Reasons why the deferred tax asset arises:

  • A deferred tax asset would arise when the depreciation method, as per tax laws, is straight line whereas you have used a double depreciation method in your books of accounts. As double depreciation method charges higher depreciation in initial years, the accounting income is lower than the taxable income resulting in a deferred tax asset.
  • When a higher depreciation rate for your books is used than the tax laws’, a higher depreciation is charged on the accounts whereas a lower depreciation is charged to the taxable income.
  • Accrued expenses such as rent payable may cause a deferred tax asset as well. Rent incurred is deducted on the income statement whereas on the tax statement, only rent paid is deducted; hence, causing a deferred tax asset.
  • When an advance income is received, it is included in the tax statement and not on the income statement. Hence, the accounting profit is lower and taxable profit is higher; there is a deductible temporary difference resulting in a deferred tax asset.
  • Provision for bad debt is a line item of income statement whereas it is not considered as expenditure under the tax laws and is added back. Hence the taxable income is higher than accounting income resulting in deferred tax asset.

Written request 1.
Return the saved entry rows below line for line, with no changes.

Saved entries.
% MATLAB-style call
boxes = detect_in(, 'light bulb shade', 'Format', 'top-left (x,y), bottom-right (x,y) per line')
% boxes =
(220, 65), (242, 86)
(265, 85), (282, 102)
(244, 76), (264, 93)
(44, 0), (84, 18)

Written request 2.
Translate this sentence from the passage on deferred tax assets above into Spanish: "Accrued expenses such as rent payable may cause a deferred tax asset as well."

Result 1.
% MATLAB-style call
boxes = detect_in(, 'light bulb shade', 'Format', 'top-left (x,y), bottom-right (x,y) per line')
% boxes =
(220, 65), (242, 86)
(265, 85), (282, 102)
(244, 76), (264, 93)
(44, 0), (84, 18)

Result 2.
Los gastos devengados, como el alquiler por pagar, también pueden dar lugar a un activo por impuesto diferido.